--- Records for this task ---

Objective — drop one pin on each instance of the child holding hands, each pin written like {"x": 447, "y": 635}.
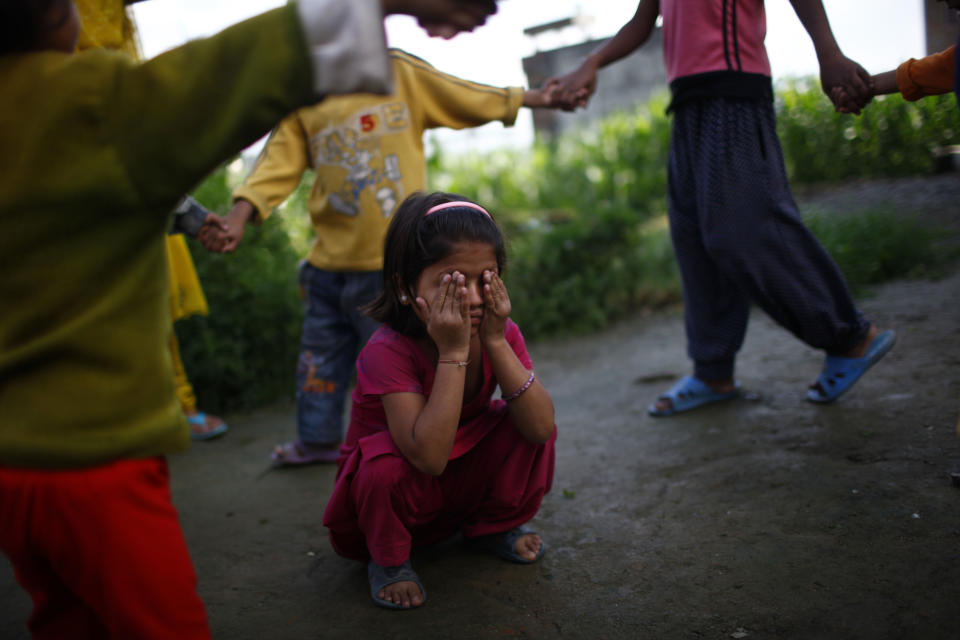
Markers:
{"x": 98, "y": 150}
{"x": 429, "y": 451}
{"x": 914, "y": 79}
{"x": 367, "y": 152}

---

## Aim of the task
Print every record exactly without the images.

## Task result
Objective — drop one pin on each instance of the child holding hands, each pin written like {"x": 447, "y": 635}.
Markers:
{"x": 98, "y": 150}
{"x": 429, "y": 451}
{"x": 914, "y": 79}
{"x": 367, "y": 152}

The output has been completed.